_Reading passage_:

####

The 2013 Fast5 Netball World Series was the fifth staging of the annual Netball World Series, and the second to be played under the new Fast5 rules, which replaced the older fastnet rules introduced in 2009. The tournament was held at Vector Arena in Auckland for the second year in a row.

The 2013 tournament was contested by the top six national netball teams in 2013. Hosts New Zealand defeated Australia in the Grand Final by 56 to 27, to record their fourth overall series victory in the tournament.

Tournament overview

Date and Venue
The 2013 Fast5 Netball World Series was played in Auckland, New Zealand over three days, from 8-10 November. All matches were held at Vector Arena, which has a capacity of 12,000.

####

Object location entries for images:
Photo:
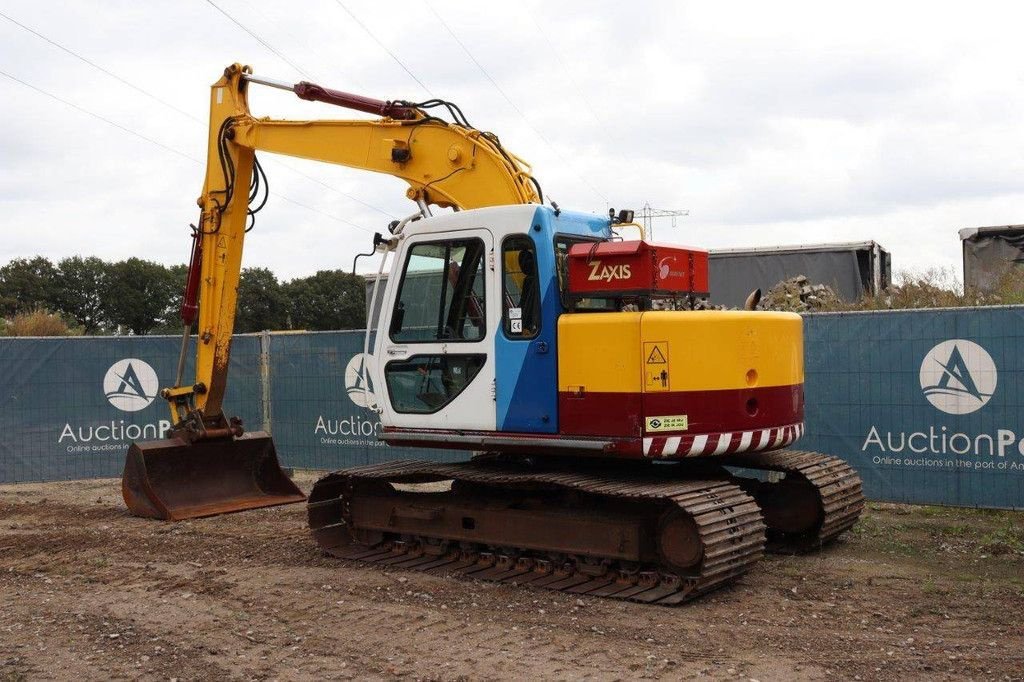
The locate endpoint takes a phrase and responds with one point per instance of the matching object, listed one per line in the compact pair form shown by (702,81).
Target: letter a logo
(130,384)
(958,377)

####

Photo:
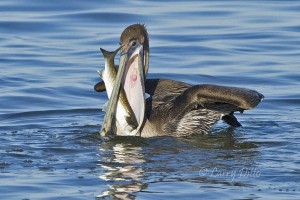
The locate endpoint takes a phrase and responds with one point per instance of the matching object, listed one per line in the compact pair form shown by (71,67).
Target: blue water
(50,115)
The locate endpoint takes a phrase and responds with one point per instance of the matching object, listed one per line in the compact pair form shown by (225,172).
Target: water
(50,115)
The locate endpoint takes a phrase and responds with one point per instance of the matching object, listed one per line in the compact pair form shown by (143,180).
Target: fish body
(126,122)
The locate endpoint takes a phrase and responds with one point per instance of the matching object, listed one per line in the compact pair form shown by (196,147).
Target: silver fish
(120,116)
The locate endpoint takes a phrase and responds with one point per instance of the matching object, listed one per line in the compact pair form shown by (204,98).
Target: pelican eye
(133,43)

####

_Problems to solve_:
[1] Duplicate the passage from the Fast5 Netball World Series text, beginning at the words "The 2013 tournament" and stopping after "in the tournament.".
[2] Pull out every line from the rows above that contains the string "pair", and copy each one unchanged.

_Answer list_:
[1]
The 2013 tournament was contested by the top six national netball teams in 2013. Hosts New Zealand defeated Australia in the Grand Final by 56 to 27, to record their fourth overall series victory in the tournament.

[2]
The locate endpoint takes a phrase and responds with one point per instance of the matching object, listed one per line in the compact pair form shown by (702,81).
The locate endpoint takes a phrase and responds with one point per instance of the matching object, listed one per line in the compact pair form shown by (71,67).
The locate endpoint takes a phrase and responds with one point per instance of the matching object, listed one per line in the compact pair form shown by (225,172).
The locate endpoint takes a phrase and responds with one point per instance of the matching object, listed one per line in the compact pair form shown by (143,180).
The locate endpoint takes a phrase and responds with one point per instance of the matching object, listed one per line in the compact pair form shown by (196,147).
The locate endpoint takes a phrase and responds with one point per instance of the matching object, listed one per line in the compact pair form shown by (204,98).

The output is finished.